But if (I say "if") voters are less moronic than this, Bush is fucked.
MEDIA CONSPIRACIES EXPOSED! In the manner of wolves instinctively amplifying one another's baleful howls, more wingnuts have joined Professor Reynolds in alerting America to the dangers of a free press. In the New York Post, General Ralph "Blood 'n' Guts" Peters lays full blame for our military's late, unprepossessing outcome in Fallujah on the goldurned media:
The media weren't reporting. They were taking sides. With our enemies. And our enemies won. Because, under media assault, we lost our will to fight on.
Old Blood 'n' Guts' explanation of this very serious charge is weak from the outset. He refers glancingly to "Al-Jazeera and the BBC," then describes some typical incendiary Al-Jazeera coverage, but says nothing of the BBC version. Seasoned analysts of propaganda will recognize that Peters invoked the Beeb simply to get it associated in the minds of feeble-minded readers (clearly a majority, this being the Post) with the ravings of the rogue Middle Eastern network. (The General also alludes to Al-Jazeera as "the Arab CNN," probably hoping that his readers will remember only that CNN was, in some manner, involved in this treason).

### [What is being asked]
Translate this sentence from the commentary on media blame for Fallujah into Spanish: "He refers glancingly to "Al-Jazeera and the BBC," then describes some typical incendiary Al-Jazeera coverage, but says nothing of the BBC version."

### [Available data]

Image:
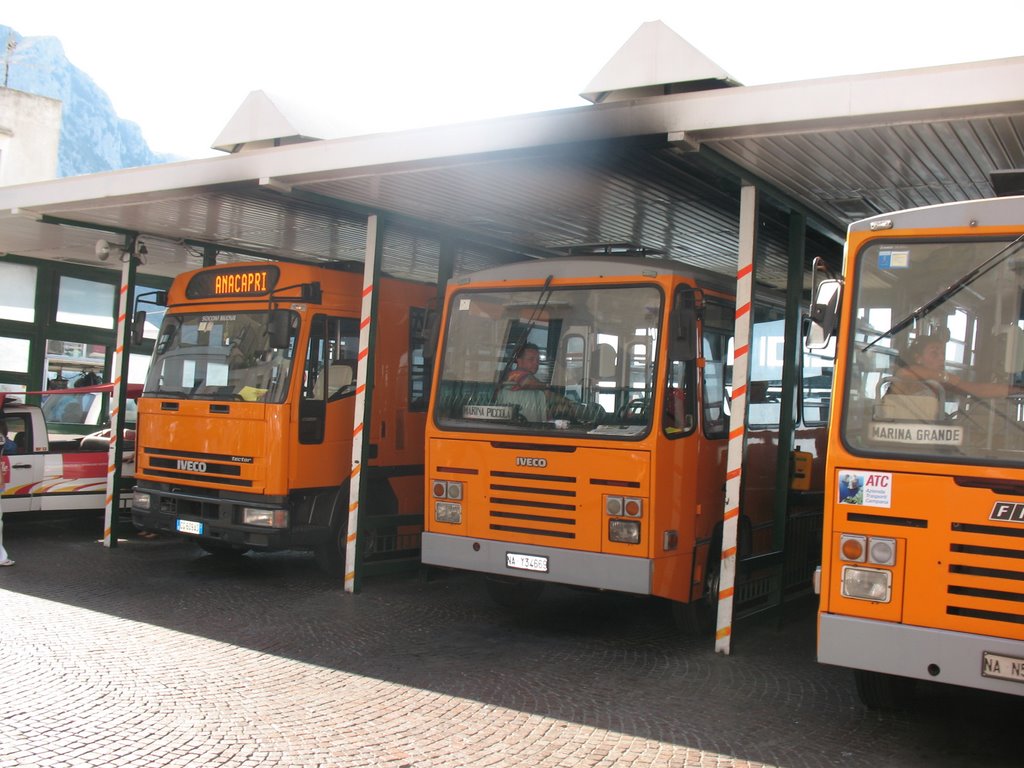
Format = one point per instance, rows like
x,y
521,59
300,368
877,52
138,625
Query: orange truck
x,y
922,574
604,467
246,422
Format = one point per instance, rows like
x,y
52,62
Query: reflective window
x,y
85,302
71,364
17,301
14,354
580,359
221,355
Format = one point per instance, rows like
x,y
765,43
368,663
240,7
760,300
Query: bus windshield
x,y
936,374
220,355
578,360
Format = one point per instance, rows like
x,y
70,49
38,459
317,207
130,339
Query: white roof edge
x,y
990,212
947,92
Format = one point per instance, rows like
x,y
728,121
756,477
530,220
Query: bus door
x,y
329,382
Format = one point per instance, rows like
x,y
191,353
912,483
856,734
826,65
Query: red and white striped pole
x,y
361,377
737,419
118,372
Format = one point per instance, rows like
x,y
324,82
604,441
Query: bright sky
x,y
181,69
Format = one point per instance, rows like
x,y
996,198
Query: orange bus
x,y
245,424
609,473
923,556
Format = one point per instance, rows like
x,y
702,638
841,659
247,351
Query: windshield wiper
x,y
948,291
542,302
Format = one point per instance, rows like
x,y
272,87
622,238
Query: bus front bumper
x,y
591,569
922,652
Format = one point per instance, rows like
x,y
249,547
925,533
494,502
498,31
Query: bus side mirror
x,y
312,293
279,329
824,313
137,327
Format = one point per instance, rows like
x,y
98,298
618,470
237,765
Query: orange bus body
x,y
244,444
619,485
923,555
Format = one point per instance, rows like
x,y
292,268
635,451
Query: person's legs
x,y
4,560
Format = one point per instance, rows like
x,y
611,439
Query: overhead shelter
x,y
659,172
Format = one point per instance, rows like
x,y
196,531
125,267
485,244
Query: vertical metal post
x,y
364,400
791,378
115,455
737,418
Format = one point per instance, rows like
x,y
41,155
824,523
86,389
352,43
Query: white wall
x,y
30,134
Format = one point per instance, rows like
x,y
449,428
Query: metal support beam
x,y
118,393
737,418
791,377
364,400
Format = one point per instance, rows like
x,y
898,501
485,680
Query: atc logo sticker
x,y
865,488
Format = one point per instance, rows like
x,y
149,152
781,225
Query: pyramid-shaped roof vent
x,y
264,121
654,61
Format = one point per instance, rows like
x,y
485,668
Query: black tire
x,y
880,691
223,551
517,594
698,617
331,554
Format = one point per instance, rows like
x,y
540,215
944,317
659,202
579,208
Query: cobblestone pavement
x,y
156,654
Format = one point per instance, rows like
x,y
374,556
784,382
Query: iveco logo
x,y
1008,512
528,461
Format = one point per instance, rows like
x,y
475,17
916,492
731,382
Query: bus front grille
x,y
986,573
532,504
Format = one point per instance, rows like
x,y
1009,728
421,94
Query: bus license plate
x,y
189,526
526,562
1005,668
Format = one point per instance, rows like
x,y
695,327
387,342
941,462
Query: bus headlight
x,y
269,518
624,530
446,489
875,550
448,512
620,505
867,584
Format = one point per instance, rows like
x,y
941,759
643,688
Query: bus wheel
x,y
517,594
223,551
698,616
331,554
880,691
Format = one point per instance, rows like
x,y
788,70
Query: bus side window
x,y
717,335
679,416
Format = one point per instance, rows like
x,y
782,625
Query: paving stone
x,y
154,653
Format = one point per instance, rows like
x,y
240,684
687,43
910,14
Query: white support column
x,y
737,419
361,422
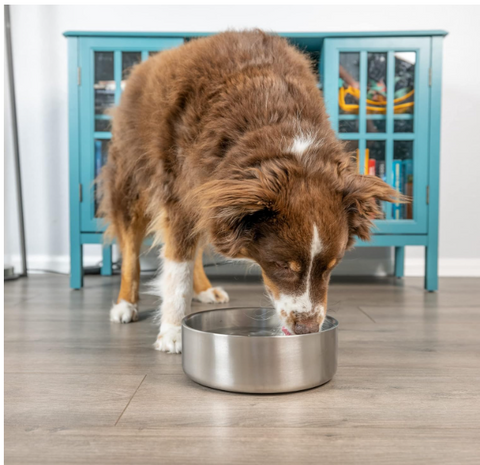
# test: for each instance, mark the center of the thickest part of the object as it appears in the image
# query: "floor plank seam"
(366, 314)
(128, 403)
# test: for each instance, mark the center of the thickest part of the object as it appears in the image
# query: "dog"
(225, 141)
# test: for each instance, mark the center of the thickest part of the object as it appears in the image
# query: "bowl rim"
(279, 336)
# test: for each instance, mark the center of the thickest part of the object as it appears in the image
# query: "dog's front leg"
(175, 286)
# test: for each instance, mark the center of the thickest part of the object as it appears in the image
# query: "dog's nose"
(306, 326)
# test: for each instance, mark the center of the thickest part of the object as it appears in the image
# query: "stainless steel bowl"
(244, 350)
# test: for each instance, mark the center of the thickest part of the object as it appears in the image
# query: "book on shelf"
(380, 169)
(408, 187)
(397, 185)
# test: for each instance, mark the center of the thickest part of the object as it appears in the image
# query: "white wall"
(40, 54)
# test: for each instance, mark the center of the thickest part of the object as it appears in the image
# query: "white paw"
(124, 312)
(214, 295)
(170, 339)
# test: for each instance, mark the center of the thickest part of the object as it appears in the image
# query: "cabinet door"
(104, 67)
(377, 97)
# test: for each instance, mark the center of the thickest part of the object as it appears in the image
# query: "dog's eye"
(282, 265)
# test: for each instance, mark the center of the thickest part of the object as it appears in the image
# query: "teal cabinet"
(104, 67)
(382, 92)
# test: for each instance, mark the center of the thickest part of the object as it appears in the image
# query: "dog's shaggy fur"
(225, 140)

### [Answer to this problem]
Se refiere de pasada a «Al-Jazeera y la BBC», luego describe una cobertura incendiaria típica de Al-Jazeera, pero no dice nada de la versión de la BBC.